_What you are asked to do_: Copy out the items word for word, from the line holding "Detect all instances of sky gradient." through the line holding "[0,0,1198,258]", including both of those lines.

_Record excerpts_:
— Begin —

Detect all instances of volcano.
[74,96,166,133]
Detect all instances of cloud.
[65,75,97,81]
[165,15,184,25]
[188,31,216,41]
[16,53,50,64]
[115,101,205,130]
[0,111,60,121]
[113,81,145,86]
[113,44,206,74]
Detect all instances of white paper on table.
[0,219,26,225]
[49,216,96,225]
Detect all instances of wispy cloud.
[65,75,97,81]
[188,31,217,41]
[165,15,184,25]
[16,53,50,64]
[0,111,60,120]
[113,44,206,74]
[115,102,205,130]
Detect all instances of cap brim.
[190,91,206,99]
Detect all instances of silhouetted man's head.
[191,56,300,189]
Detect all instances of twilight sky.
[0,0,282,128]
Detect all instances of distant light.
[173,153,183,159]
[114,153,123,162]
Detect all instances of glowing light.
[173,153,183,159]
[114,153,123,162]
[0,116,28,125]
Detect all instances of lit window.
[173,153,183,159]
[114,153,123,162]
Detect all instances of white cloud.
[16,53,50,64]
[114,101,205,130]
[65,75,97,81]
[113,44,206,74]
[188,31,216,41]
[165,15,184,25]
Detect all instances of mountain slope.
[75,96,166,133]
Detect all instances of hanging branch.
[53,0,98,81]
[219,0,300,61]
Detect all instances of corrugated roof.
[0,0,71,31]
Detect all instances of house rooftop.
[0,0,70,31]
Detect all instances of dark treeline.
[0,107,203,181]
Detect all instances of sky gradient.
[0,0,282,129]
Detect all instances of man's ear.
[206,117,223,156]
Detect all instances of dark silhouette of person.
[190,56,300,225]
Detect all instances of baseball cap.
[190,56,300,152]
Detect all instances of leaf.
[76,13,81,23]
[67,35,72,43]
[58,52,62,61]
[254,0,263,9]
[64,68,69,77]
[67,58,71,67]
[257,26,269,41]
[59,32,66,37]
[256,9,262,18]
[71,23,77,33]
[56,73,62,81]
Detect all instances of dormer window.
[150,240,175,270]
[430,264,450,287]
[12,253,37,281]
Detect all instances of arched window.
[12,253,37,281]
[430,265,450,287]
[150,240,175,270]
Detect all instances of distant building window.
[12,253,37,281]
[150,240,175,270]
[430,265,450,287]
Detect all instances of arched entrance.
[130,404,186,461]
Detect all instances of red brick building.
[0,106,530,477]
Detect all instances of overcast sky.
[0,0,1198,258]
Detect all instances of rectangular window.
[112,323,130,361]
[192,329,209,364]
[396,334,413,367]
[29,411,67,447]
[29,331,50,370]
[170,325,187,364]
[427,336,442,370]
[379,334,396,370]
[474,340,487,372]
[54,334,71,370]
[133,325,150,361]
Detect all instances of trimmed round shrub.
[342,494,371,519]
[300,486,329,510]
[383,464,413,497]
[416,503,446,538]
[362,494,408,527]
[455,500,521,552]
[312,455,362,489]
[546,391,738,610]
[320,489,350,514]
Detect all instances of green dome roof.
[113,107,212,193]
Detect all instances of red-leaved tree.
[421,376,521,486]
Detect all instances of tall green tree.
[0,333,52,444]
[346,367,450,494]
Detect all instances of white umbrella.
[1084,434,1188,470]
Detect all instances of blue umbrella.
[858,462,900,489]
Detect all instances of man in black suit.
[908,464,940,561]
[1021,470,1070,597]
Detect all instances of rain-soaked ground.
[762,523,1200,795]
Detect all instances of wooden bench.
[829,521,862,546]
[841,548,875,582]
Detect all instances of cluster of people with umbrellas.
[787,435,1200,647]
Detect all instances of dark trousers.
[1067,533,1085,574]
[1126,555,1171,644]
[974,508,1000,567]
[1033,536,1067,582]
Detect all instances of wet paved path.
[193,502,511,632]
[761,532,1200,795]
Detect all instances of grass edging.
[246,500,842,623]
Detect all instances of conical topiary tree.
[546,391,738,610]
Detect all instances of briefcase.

— End —

_Worked answer_:
Detect all instances of sky gradient.
[0,0,282,129]
Detect all instances of man's ear.
[206,117,223,156]
Detect all instances of dark silhouette of person.
[190,56,300,225]
Detect all instances of baseball cap.
[190,56,300,152]
Detect all instances of leaf.
[76,13,81,23]
[67,35,72,43]
[58,52,62,61]
[254,0,263,9]
[64,68,69,77]
[67,58,71,67]
[257,26,269,41]
[59,32,66,37]
[256,9,262,18]
[71,23,77,33]
[56,73,62,81]
Detect all instances of dormer window.
[150,240,175,270]
[430,264,450,287]
[12,253,37,281]
Detect all instances of arched window.
[12,253,37,281]
[430,265,450,287]
[150,240,175,270]
Detect all instances of distant building window.
[12,253,37,281]
[150,240,175,270]
[430,265,450,287]
Detect all instances of arched entrance.
[130,404,186,461]
Detect all instances of red brick building.
[0,106,530,477]
Detect all instances of overcast sky.
[0,0,1198,258]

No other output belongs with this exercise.